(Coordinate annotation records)
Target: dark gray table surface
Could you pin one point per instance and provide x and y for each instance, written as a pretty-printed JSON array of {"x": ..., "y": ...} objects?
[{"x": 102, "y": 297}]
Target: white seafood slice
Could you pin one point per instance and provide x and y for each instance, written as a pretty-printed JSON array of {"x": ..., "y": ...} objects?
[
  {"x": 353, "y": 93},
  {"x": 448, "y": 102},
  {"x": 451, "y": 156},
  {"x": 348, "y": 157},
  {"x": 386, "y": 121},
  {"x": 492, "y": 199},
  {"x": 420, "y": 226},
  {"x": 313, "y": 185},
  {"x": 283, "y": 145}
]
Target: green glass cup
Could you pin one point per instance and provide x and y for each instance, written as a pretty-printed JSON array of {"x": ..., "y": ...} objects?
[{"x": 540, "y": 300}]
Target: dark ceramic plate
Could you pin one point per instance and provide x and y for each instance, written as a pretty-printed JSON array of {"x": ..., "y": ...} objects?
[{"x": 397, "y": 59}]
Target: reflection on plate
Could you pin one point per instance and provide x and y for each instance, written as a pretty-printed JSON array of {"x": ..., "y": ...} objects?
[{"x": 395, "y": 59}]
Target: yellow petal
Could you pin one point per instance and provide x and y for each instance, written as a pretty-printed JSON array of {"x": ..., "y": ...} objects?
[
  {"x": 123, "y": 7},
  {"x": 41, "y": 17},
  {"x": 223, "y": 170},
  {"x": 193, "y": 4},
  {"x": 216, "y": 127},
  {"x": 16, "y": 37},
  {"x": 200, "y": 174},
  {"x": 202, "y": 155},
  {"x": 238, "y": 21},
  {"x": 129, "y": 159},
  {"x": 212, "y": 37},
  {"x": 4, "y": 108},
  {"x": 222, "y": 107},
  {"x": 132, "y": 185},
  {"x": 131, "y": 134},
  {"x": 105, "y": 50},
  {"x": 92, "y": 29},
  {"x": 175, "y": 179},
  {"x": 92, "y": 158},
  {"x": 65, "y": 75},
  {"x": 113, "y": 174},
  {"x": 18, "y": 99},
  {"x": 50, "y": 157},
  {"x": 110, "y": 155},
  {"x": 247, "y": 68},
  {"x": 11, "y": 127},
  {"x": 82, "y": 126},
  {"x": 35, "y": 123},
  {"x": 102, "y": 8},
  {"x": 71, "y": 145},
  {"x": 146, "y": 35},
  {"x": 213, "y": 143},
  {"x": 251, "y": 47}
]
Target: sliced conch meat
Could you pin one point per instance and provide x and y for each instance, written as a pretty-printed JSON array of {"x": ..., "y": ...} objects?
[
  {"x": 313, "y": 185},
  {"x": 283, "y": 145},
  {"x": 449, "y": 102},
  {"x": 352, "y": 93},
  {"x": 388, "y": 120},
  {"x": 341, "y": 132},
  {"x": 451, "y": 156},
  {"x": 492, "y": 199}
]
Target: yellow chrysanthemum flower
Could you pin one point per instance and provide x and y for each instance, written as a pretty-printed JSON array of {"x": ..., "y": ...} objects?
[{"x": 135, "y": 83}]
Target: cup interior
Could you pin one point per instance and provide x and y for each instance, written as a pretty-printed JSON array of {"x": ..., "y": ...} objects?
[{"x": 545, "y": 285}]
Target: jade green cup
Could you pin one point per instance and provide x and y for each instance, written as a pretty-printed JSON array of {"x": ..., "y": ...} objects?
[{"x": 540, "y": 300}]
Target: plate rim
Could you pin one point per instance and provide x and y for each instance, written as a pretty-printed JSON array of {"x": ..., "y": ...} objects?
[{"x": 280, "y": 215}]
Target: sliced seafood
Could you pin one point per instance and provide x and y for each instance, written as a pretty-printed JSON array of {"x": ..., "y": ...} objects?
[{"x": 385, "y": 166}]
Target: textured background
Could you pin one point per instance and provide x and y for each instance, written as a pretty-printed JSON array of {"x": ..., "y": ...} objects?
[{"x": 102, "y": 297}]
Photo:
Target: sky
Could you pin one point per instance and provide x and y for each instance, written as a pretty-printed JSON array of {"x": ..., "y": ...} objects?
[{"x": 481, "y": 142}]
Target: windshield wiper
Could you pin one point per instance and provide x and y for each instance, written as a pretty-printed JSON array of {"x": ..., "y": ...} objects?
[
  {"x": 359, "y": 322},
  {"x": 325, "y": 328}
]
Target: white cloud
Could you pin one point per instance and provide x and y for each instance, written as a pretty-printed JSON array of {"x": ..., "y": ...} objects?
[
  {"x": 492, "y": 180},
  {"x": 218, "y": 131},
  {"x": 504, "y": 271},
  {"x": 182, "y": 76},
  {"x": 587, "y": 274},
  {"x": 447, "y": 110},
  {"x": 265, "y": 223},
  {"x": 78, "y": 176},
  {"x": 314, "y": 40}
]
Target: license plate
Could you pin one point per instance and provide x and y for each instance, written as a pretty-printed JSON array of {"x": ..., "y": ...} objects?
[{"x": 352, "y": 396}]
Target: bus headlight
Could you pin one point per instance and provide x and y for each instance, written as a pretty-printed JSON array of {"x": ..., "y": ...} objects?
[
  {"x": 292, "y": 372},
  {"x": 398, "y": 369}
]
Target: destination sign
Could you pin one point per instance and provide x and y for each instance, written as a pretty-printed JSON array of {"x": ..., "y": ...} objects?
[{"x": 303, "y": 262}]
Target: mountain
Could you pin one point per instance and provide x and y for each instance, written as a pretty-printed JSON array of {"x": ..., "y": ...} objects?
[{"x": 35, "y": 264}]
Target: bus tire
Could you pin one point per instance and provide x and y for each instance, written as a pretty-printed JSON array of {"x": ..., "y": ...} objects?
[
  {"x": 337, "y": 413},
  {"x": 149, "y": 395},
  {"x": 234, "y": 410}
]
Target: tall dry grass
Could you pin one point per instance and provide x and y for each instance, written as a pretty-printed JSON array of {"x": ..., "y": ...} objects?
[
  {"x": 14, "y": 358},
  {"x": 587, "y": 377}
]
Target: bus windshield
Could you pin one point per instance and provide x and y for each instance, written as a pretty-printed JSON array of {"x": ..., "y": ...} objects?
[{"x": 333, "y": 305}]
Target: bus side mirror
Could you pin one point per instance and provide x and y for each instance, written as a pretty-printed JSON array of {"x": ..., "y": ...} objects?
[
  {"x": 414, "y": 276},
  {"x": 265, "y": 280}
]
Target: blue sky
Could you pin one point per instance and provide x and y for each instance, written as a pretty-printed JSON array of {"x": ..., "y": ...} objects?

Problem requirements: Write out every entry again, keeping each line exactly the same.

Expected answer:
Target: dark gray table surface
Could you pin one point per instance and provide x and y for each instance, written as a pretty-printed JSON array of {"x": ..., "y": ...} objects?
[{"x": 102, "y": 297}]
Target: white seafood slice
Could you pin one point per instance and provide x and y for each instance, written as a pretty-printed JSON array of {"x": ..., "y": ...} objects?
[
  {"x": 353, "y": 93},
  {"x": 448, "y": 102},
  {"x": 451, "y": 156},
  {"x": 348, "y": 157},
  {"x": 386, "y": 121},
  {"x": 492, "y": 199},
  {"x": 420, "y": 226},
  {"x": 313, "y": 185},
  {"x": 283, "y": 145}
]
Target: green glass cup
Could you pin one point per instance and provide x and y for each instance, written as a pretty-printed JSON array of {"x": ..., "y": ...} objects?
[{"x": 540, "y": 300}]
Target: dark ceramic plate
Could you pin one point per instance and provide x and y for each instance, written as a pretty-printed JSON array of {"x": ..., "y": ...} objects?
[{"x": 397, "y": 59}]
Target: reflection on plate
Could you pin one point per instance and provide x and y for each instance, written as a pretty-printed JSON array of {"x": ..., "y": ...} objects?
[{"x": 395, "y": 59}]
Target: yellow petal
Could you pin one point per instance and provide x and y for each instance, written as a pretty-printed JSON array of {"x": ..., "y": ...} objects?
[
  {"x": 123, "y": 7},
  {"x": 41, "y": 17},
  {"x": 223, "y": 170},
  {"x": 193, "y": 4},
  {"x": 216, "y": 127},
  {"x": 16, "y": 37},
  {"x": 200, "y": 174},
  {"x": 202, "y": 155},
  {"x": 238, "y": 21},
  {"x": 129, "y": 159},
  {"x": 212, "y": 37},
  {"x": 4, "y": 108},
  {"x": 222, "y": 107},
  {"x": 132, "y": 185},
  {"x": 131, "y": 134},
  {"x": 105, "y": 50},
  {"x": 92, "y": 29},
  {"x": 175, "y": 179},
  {"x": 92, "y": 158},
  {"x": 65, "y": 75},
  {"x": 113, "y": 174},
  {"x": 18, "y": 99},
  {"x": 50, "y": 157},
  {"x": 110, "y": 155},
  {"x": 247, "y": 68},
  {"x": 11, "y": 127},
  {"x": 82, "y": 126},
  {"x": 35, "y": 123},
  {"x": 102, "y": 8},
  {"x": 71, "y": 145},
  {"x": 146, "y": 35},
  {"x": 213, "y": 143},
  {"x": 251, "y": 47}
]
Target: sliced conch meat
Could you pin one point per instance and provide x and y for each instance, written as a pretty-printed JSON array of {"x": ..., "y": ...} objects?
[
  {"x": 313, "y": 185},
  {"x": 283, "y": 145},
  {"x": 449, "y": 102},
  {"x": 352, "y": 93},
  {"x": 388, "y": 120},
  {"x": 341, "y": 132},
  {"x": 451, "y": 156},
  {"x": 492, "y": 199}
]
Target: yellow chrysanthemum flower
Could you pin one point per instance and provide x and y for each instance, written as a pretty-printed JSON array of {"x": ..., "y": ...} objects?
[{"x": 135, "y": 83}]
Target: cup interior
Could you pin one point per instance and provide x and y for each instance, written as a pretty-printed JSON array of {"x": ..., "y": ...} objects?
[{"x": 545, "y": 285}]
Target: jade green cup
Could you pin one point per instance and provide x and y for each instance, written as a pretty-printed JSON array of {"x": ..., "y": ...} objects?
[{"x": 540, "y": 300}]
Target: plate rim
Could you pin one point per instance and provide x and y for each instance, written as a pretty-printed JSON array of {"x": ..., "y": ...} objects?
[{"x": 280, "y": 215}]
Target: sliced seafood
Could you pin one point per instance and provide x and y for each instance, written as a pretty-printed JSON array of {"x": ..., "y": ...} objects?
[{"x": 385, "y": 166}]
Target: textured background
Could you pin one point per instance and provide x and y for each instance, written as a pretty-printed JSON array of {"x": ..., "y": ...} objects?
[{"x": 102, "y": 297}]
Photo:
Target: sky
Could you pin one point per instance and provide x and y for each instance, written as a pretty-printed JSON array of {"x": ..., "y": ...} objects?
[{"x": 481, "y": 142}]
Target: windshield wiper
Could you pin one point per instance and provide x and y for each instance, written as a pretty-printed JSON array of {"x": ..., "y": ...} objects?
[
  {"x": 359, "y": 322},
  {"x": 325, "y": 328}
]
Target: white cloud
Could you pin one point per instance and provide x and y for each instance, written as a pretty-printed JSON array of {"x": ..., "y": ...} objects?
[
  {"x": 492, "y": 180},
  {"x": 218, "y": 131},
  {"x": 504, "y": 271},
  {"x": 182, "y": 76},
  {"x": 587, "y": 274},
  {"x": 447, "y": 110},
  {"x": 265, "y": 223},
  {"x": 78, "y": 176},
  {"x": 314, "y": 40}
]
Target: license plate
Could you pin one point per instance and provide x and y for each instance, written as a pretty-printed JSON array of {"x": ..., "y": ...} objects?
[{"x": 352, "y": 396}]
Target: bus headlight
Could you pin one point per instance and provide x and y for each instance, written as a pretty-printed JSON array of {"x": ..., "y": ...} objects?
[
  {"x": 292, "y": 372},
  {"x": 398, "y": 369}
]
Target: destination sign
Could you pin one point per instance and provide x and y for each instance, written as a pretty-printed JSON array of {"x": ..., "y": ...} objects?
[{"x": 303, "y": 262}]
Target: mountain
Could you pin one point per instance and provide x and y for each instance, written as a pretty-printed JSON array of {"x": ..., "y": ...} objects?
[{"x": 35, "y": 264}]
Target: bus tire
Could you pin one point per instance and provide x and y for each instance, written as a pretty-printed JSON array of {"x": ..., "y": ...} objects?
[
  {"x": 337, "y": 413},
  {"x": 149, "y": 395},
  {"x": 234, "y": 410}
]
Target: tall dry grass
Could you pin one point per instance and provide x and y for each instance, written as a pretty-printed JSON array of {"x": ..., "y": ...} objects?
[
  {"x": 14, "y": 358},
  {"x": 587, "y": 377}
]
Target: bus windshield
Could you pin one point per instance and provide x and y for each instance, written as a pretty-printed JSON array of {"x": ..., "y": ...} objects?
[{"x": 333, "y": 305}]
Target: bus side mirror
Could you pin one point per instance and provide x and y for each instance, written as a pretty-printed JSON array of {"x": ..., "y": ...} objects?
[
  {"x": 414, "y": 276},
  {"x": 265, "y": 280}
]
Target: blue sky
Could you pin one point per instance and provide x and y for each instance, written as a pretty-printed JSON array of {"x": ..., "y": ...} objects?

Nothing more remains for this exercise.